That said, the government's economic record was patchy. There was too much reliance, at least in certain sectors, on the tools of a centralised command economy. This was most evident in health and tertiary education, where the highly successful and decentralised models of the Menzies era had been replaced by inferior and doomed utopian models. These involved interference in the detailed management of both sectors and were, at least initially, based on the assumption that government revenues were a bottomless pit. Perhaps the worst aspect was the belief that government is better at spending peoples' money than the people themselves!

The Hawke government had an essentially bandaid approach to these sectors. Probably the better (but only partially successful measure) here was HECS (the Higher Education Contribution Scheme), which replaced the impossible and socially unfair policy of so-called 'free' tertiary education. This had meant not only that the rank-and-file blue-collar workers were paying for the education of the rich, it also meant that that the facilities of the universities were being seriously run down, with staff underpaid and overworked.

## Short exercise 1:
Translate this sentence from the passage on the Hawke government's record into Spanish: "The Hawke government had an essentially bandaid approach to these sectors."
## Short exercise 2:
Repeat word for word the part of the passage on the Hawke government's record starting at "That said, the" and ending at "the people themselves!".

Point labeling dataset excerpts:

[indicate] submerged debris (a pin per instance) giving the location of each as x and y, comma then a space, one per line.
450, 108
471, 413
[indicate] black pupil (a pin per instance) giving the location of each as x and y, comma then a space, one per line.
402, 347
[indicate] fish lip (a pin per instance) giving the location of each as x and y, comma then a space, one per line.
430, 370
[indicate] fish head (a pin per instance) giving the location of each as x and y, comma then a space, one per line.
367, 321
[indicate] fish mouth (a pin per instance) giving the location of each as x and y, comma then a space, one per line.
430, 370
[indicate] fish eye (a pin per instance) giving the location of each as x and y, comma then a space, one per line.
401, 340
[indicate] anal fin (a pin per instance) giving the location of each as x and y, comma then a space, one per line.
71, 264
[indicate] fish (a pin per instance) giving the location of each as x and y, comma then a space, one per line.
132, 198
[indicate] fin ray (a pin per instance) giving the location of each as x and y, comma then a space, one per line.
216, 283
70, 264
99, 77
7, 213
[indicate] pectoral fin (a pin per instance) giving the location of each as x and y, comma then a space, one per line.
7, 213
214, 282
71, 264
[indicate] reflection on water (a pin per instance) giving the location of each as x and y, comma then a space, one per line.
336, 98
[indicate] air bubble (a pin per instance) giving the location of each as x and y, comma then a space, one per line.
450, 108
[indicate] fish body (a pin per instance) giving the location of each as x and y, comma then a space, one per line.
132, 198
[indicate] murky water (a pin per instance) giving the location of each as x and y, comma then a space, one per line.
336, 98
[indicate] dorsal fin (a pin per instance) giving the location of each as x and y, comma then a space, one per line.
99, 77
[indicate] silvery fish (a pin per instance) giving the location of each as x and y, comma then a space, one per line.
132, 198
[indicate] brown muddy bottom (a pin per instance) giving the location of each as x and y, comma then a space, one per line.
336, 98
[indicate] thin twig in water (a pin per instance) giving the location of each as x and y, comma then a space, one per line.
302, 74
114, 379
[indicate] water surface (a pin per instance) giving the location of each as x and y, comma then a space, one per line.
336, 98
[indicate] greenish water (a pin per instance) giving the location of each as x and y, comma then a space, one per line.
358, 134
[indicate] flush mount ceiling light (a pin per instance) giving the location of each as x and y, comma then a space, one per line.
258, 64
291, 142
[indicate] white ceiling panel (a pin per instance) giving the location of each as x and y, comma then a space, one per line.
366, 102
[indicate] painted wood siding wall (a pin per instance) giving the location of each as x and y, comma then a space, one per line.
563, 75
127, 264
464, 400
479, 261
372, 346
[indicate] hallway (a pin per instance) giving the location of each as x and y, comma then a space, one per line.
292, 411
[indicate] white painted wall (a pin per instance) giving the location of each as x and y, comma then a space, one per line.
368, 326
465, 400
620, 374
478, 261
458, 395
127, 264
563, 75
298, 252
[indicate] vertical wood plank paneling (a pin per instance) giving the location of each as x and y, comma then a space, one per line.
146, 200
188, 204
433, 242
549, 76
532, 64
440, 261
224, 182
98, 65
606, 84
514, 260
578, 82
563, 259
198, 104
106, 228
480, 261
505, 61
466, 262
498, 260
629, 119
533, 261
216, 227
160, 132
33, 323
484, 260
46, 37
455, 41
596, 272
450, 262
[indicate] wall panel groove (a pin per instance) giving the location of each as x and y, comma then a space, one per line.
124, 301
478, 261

## Full answer 1:
El gobierno de Hawke tuvo un enfoque esencialmente de parche hacia estos sectores.

## Full answer 2:
That said, the government's economic record was patchy. There was too much reliance, at least in certain sectors, on the tools of a centralised command economy. This was most evident in health and tertiary education, where the highly successful and decentralised models of the Menzies era had been replaced by inferior and doomed utopian models. These involved interference in the detailed management of both sectors and were, at least initially, based on the assumption that government revenues were a bottomless pit. Perhaps the worst aspect was the belief that government is better at spending peoples' money than the people themselves!